▸ **Document passage**
+===+

Values and the Sales Comparison Approach
When an appraiser uses the sales comparison approach, he looks at other relatively recent sales in the market and adjusts them to find the value of your property. For instance, if you have a 10,000-square-foot, single-tenant, Class B office building in Kissimmee, the appraiser might look at nearby sales of 8,000- to 15,000-square foot buildings and adjust them based on the price per square foot. Unfortunately, if the recent sales in the area are at a low price, the appraiser will have to apply this pricing metric to your building. After all, it is their role to provide not only an opinion of the value of the property, but one that they can support based on market realities.

Values and the Income Capitalization Approach
In the income capitalization approach, the appraiser will add up your collected rent, common area maintenance (CAM) charges and other income, subtract a vacancy factor, and subtract all of your operating expenses to find your building’s net operating income (NOI). He will then divide that NOI by a “cap” rate, which is a percentage rate of return that he thinks investors will want to earn for buying your building. For example, if your retail center has a $225,000 NOI and a 9% cap rate, it would get appraised at $2,500,000.

If the appraiser’s income capitalization approach price comes in low, it could be because other cap rates in your area are high. As with the sales comparison approach, they need to take the cap rates of other sales in your market into account when choosing your cap rate.

Commercial Investment Appraisers wants to give you a satisfactory report when we analyze your property. After all, we want your repeat business and positive feedback. If we cannot “hit” your value, though, it’s because our Orlando commercial real estate appraisal has to be fair and accurate.

+===+

▸ **Data excerpt**
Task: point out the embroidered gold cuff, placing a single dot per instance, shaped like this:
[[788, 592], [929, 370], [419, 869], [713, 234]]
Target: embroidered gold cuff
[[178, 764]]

+===+

▸ **To be done**
Write out the appraisal passage word for word, starting at "If the appraiser’s" and ending at "your cap rate.". Rely on the appraisal passage alone.

▸ **Solution to the problem**
If the appraiser’s income capitalization approach price comes in low, it could be because other cap rates in your area are high. As with the sales comparison approach, they need to take the cap rates of other sales in your market into account when choosing your cap rate.